Consignas:
1 > Responde, según el fragmento de lectura sobre la historia de la Nueva España:
(a) ¿Quién figura como coordinadora del libro Historia de México?
(b) ¿Bajo qué sello editorial acaba de aparecer ese libro?
(c) ¿Qué actor fundamental omiten, según el fragmento, los capítulos dedicados a la colonia?
2 > Anota todos los capítulos del libro Historia de México en los que, según el fragmento de lectura, se registra la omisión de la población mayoritaria.

Fragmento de lectura:
----------
Con ese bucólico e irreal cuadro uno no puede dejar de preguntarse ¿de quién es la historia que los autores abordaron? ¿De qué territorio imaginado surgen sus descripciones?
¿Por qué omitir en la historia de la Nueva España a su población mayoritaria durante los tres siglos coloniales? Esta omisión se registra en los capítulos III, IV, V y VI de Gisela Von Wobeser (coordinadora), en el libro Historia de México, que acaba de aparecer bajo el sello editorial de Presidencia-Secretaría de Educación Pública-Fondo de Cultura Económica.
Repetimos: ¿por qué omitir a los indios en nuestra historia? Tal vez para que se difunda la imagen de un suave devenir donde México estaba llamado a ser una nación mestiza, occidental —cultural y biológicamente hablando—, a partir de que desembarcaron los primeros europeos en las costas del continente americano. Es la ruta imaginada de una suave asimilación sin dominación y, por ello, los capítulos dedicados a la colonia en este volumen omiten la existencia de un actor fundamental: el indio.
----------
Registros de anotación de coordenadas
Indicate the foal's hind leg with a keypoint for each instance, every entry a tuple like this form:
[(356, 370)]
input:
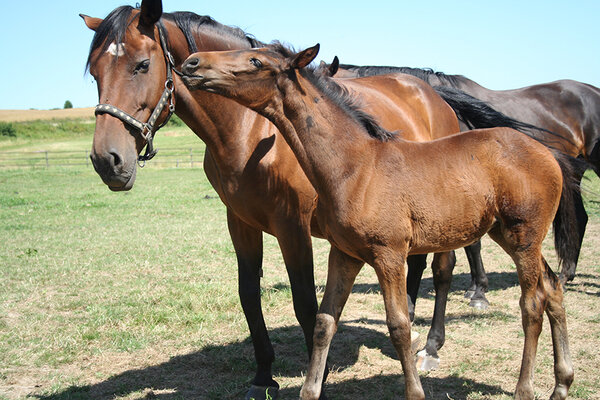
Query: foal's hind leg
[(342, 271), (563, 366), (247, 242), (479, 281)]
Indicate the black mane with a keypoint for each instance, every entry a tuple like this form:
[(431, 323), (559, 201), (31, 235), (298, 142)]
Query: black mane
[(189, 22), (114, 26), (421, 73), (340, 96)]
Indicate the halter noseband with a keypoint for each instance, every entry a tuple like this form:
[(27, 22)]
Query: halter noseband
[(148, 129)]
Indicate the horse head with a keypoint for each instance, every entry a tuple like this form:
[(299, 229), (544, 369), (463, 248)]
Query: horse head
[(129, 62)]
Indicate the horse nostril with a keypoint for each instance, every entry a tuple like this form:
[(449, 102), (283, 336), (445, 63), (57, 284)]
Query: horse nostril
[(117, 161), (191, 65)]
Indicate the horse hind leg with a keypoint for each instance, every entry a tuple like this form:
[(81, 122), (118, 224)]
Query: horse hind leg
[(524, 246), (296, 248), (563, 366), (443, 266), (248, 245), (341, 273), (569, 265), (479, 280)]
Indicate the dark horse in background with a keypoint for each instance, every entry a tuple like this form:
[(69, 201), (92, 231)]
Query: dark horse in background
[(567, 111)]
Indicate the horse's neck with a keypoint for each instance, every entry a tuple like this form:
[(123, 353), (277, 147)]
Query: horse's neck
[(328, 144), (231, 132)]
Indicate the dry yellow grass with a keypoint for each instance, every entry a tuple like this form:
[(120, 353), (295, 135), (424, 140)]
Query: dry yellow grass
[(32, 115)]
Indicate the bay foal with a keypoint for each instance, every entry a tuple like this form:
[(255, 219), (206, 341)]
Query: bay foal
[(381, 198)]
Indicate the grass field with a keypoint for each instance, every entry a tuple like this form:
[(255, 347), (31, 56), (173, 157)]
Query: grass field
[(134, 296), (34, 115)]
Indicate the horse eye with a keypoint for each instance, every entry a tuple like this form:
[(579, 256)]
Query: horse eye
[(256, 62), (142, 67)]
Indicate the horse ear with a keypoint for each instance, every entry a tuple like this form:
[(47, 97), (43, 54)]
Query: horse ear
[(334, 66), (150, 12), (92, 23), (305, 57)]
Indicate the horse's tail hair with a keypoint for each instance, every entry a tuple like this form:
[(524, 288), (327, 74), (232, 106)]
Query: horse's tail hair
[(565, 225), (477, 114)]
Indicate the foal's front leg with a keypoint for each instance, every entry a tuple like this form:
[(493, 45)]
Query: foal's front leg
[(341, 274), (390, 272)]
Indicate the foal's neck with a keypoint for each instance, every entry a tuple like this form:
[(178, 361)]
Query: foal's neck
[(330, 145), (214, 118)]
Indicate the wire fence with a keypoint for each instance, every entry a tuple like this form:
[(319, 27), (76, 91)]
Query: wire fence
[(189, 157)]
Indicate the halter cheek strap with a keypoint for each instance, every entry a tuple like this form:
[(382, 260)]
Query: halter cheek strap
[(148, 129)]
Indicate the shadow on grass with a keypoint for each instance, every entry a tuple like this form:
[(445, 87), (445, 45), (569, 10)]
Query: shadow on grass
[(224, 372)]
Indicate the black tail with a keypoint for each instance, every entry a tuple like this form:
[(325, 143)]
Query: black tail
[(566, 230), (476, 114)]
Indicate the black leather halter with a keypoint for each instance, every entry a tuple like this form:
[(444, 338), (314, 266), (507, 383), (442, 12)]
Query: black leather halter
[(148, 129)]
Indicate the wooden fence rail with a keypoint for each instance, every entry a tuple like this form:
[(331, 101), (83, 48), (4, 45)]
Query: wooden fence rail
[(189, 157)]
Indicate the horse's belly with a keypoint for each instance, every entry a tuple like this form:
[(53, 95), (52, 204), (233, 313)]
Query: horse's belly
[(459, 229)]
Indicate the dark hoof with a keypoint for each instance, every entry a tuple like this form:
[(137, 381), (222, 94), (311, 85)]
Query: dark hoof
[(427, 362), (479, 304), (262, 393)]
----------
Respuestas del ejercicio:
1 >
(a) Gisela Von Wobeser.
(b) Bajo el sello de Presidencia-Secretaría de Educación Pública-Fondo de Cultura Económica.
(c) El indio.

2 > III, IV, V y VI.